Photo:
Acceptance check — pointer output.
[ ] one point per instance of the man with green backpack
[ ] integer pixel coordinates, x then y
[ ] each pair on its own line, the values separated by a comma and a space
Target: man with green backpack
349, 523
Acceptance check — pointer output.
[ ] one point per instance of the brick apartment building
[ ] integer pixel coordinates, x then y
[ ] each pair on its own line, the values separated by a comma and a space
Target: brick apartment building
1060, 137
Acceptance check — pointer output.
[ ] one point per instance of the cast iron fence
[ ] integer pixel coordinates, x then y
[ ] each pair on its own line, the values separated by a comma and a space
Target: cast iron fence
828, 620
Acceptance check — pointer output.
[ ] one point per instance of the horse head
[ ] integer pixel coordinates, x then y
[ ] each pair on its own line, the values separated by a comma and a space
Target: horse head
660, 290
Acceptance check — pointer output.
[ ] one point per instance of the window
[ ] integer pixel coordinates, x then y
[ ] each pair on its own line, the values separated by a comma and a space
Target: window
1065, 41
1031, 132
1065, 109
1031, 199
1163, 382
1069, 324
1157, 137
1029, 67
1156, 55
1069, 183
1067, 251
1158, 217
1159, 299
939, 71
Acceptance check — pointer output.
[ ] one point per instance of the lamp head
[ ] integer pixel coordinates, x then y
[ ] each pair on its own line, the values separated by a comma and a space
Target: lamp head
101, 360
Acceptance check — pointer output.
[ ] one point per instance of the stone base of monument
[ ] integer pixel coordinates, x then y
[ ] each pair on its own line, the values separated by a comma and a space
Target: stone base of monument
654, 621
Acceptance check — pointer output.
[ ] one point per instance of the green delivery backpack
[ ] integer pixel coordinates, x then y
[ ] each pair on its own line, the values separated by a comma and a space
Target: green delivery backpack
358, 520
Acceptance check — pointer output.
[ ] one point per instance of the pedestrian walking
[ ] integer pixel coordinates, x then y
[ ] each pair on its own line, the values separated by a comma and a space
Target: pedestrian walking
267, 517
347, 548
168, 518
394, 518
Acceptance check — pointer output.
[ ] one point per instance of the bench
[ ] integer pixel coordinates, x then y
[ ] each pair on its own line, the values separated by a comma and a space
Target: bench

#### Exercise:
Print all of the entries exactly as they are written.

#### Complete answer:
Photo:
Acceptance check — pointer output.
[ ] one point per instance of the man with green backpack
[ ] integer pixel coordinates, x then y
[ ] each pair on its own line, the values separated by a comma and a space
Target: man with green backpack
349, 523
Acceptance check — pointer output.
[ ] one point per instance of the brick apartment building
[ ] integer pixel coordinates, x then y
[ ] each pair on its own line, the values separated by a comma and a space
Target: brick apartment building
1060, 137
Acceptance check — pointer output.
[ ] one point per instance of the cast iron fence
[ ] integer pixel coordinates, x then y
[ ] each pair on its own line, the values separated by a comma and a space
Target: cast iron fence
828, 620
Acceptance check — pointer output.
[ ] one point per instance of the horse head
[ ] integer pixel coordinates, x then y
[ ] each pair on its own line, the values separated by a comma and a space
Target: horse head
660, 290
Acceptance check — pointer output.
[ ] one point per instance of the window
[ ] integer pixel coordinates, x then y
[ ] each pair on its own line, the values separated by a comma and a space
Target: window
1065, 41
1031, 132
1065, 109
1031, 199
1163, 382
1069, 324
1157, 137
1029, 67
1156, 55
1069, 183
1067, 251
1158, 217
1159, 299
939, 71
Acceptance check — pointer output.
[ ] one point per instance of the lamp head
[ ] integer pixel coordinates, x then y
[ ] each pair on its own line, the values separated by a comma and a space
Target: lamp head
101, 360
Acceptance check — pointer output.
[ ] one point per instance of the stone base of monument
[ ] integer pixel coordinates, x then y
[ ] each pair on its own line, the values separated by a comma and a space
Target: stone base of monument
654, 621
Acceptance check — pointer output.
[ ] one point per instance of the green delivery backpack
[ ] integer pixel coordinates, x then y
[ ] each pair on its own line, the values separated by a comma and a space
Target: green delivery backpack
358, 520
Acceptance check — pointer output.
[ ] one point per instance of the pedestrian walking
[ ] integer pixel coordinates, x then y
[ ] each pair on its own line, the values separated by a comma and a space
Target: pedestrian walking
267, 517
347, 548
168, 518
394, 518
Acceptance check — pointer output.
[ ] one point per instance of the bench
[ ] integer pixel coordinates, x then y
[ ] each pair on its own line, the values separated by a comma and a space
Target: bench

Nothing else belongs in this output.